→ CONSEGNE:
(a) Trascrivi dal brano su Lorenzo Orsetti il passo da "In una guerra" a "sceglie di lottare.".
(b) Secondo il brano su Lorenzo Orsetti, con quale nome era conosciuto Orsetti?
(c) Scrivi il seguito del brano su Lorenzo Orsetti, partendo dopo la sua ultima frase.

Tra vita e sacrificio: la rivoluzione di Lorenzo Orsetti

Marzo è un mese di contrasti, un passaggio dal freddo dell’inverno al tepore primaverile che, per chi vive in Kurdistan, evoca tanto la luce del Newroz, il capodanno, quanto i ricordi dolorosi della lotta. Porta con sé la memoria di alcuni eventi storici: la rivolta contro Saddam, il massacro di Halabja, l’esecuzione di Qazi Muhammad. Ma sono anche quei giorni in cui si commemorano alcuni martiri, tra cui spiccano i nomi di Lorenzo Orsetti, Anna Campbell e Alina Sánchez.

La parola “martire” – Şehîd in curdo – non è legata solo alla religione, come spesso si è portati a pensare, ma è un concetto che il movimento curdo ha rielaborato, lo ha svincolato dalle connotazioni tradizionali e gli ha attribuito un significato più profondo. Şehîd Namirin! – “I martiri non muoiono mai!” – sono due semplici parole spesso evocate davanti a una lapide, nei cortei e in mezzo al fronte. Sono le stesse urlate davanti al nemico in ogni sua forma, con lo sguardo al cielo e il simbolo della vittoria tra le mani. È un concetto che si distacca profondamente dalla cultura occidentale, ma che disegna il passaggio dalla vita al sacrificio, dal volto al ritratto, dall’umano al simbolico. 

In una guerra che sembra non finire mai, i martiri aprono la strada alla vita, poiché la loro morte non segna la fine, ma l’alba di una nuova esistenza: quella dei testimoni, di coloro che non vengono dimenticati. Il sacrificio non è legato a come si muore, ma a come si vive, come si lotta e per cosa si sceglie di lottare.

Lorenzo Orsetti, conosciuto come Tekoşer Piling, incarna questa essenza. Aveva tanti sogni e una determinazione immensa, spinto da una passione che non ha mai conosciuto confini. Nato a Firenze nel 1986, la sua ricerca di un mondo più giusto lo portò ad abbracciare la causa curda. Nel 2017, si unì alle YPG per combattere Daesh e difendere la rivoluzione del Confederalismo Democratico nel nord-est della Siria. “Non fu una scelta impulsiva”, come ama spesso ripetere Alessandro, suo padre, ma una decisione ponderata, frutto della profonda convinzione che la solidarietà internazionale fosse un’arma potente contro le ingiustizie globali.

Durante l’invasione turca di Afrin nel 2018, Lorenzo restò in prima linea, consapevole dei rischi, ma incrollabile nelle sue convinzioni. “Nonostante la possibilità di andarsene, abbiamo deciso di difendere la città e la popolazione”, scriveva in una delle sue lettere.

→ RIGHE DI DATI:
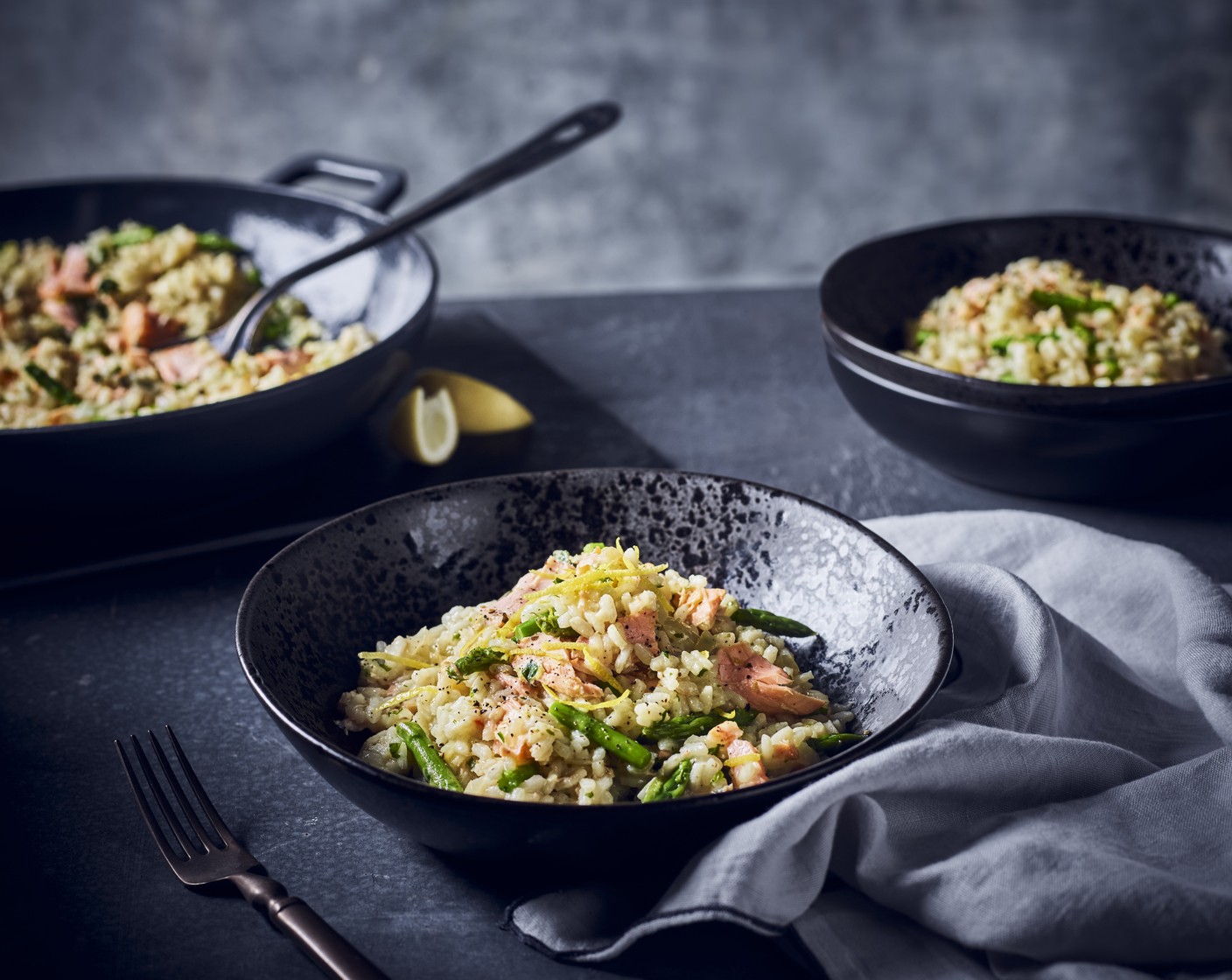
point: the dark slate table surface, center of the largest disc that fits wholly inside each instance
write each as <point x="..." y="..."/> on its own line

→ RISPOSTE ALLE CONSEGNE:
(a)
In una guerra che sembra non finire mai, i martiri aprono la strada alla vita, poiché la loro morte non segna la fine, ma l’alba di una nuova esistenza: quella dei testimoni, di coloro che non vengono dimenticati. Il sacrificio non è legato a come si muore, ma a come si vive, come si lotta e per cosa si sceglie di lottare.

(b) Tekoşer Piling.

(c)
L’Accademia per la Modernità Democratica lo ricorda come “un rivoluzionario nella mentalità, nel cuore e nelle azioni: una persona meravigliosa nel senso più profondo del termine”.

La sua morte, il 18 marzo 2019 a Baghouz, ultima roccaforte dello Stato Islamico, segnò la fine di una battaglia, ma non quella del suo messaggio. Il suo testamento, diffuso postumo, rimane un potente invito a non arrendersi: “Sono tempi difficili, lo so, ma non cedete alla rassegnazione, non abbandonate la speranza, mai!”

La sua figura non è solo quella di un combattente, ma incarna l’idea che la rivoluzione trascende l’aspetto bellico e Lorenzo rappresenta una resistenza che, seppur costretta nel corpo, non poteva essere domata nello spirito. È diventato anche un modello per generazioni di ogni età. Il coraggio, l’ardore e la passione di Orso sono gli stessi che si ritrovano negli occhi dei ragazzi e delle ragazze che, a Torino, hanno fondato la Comune della gioventù Internazionalista, un luogo che ne porta il nome oltre che i valori.

Paola spiega che la Comune risponde all’annoso problema di “cercare, tra le tante cose, anche un posto nel mondo”. Fondare una Comune significa ricalcare il nobile obiettivo di “organizzare la vita”, cercando di incanalare la lotta politica — ispirata dai principi del Confederalismo Democratico — in ogni aspetto della quotidianità, costruendo nuovi modi di relazione tra le persone e gli spazi. È come una famiglia, dove si incarna l’essenza di una comunità ampia ed eterogenea, ben lontana dal suo concetto borghese, che si limita a un nucleo ristretto come unica forma di realizzazione.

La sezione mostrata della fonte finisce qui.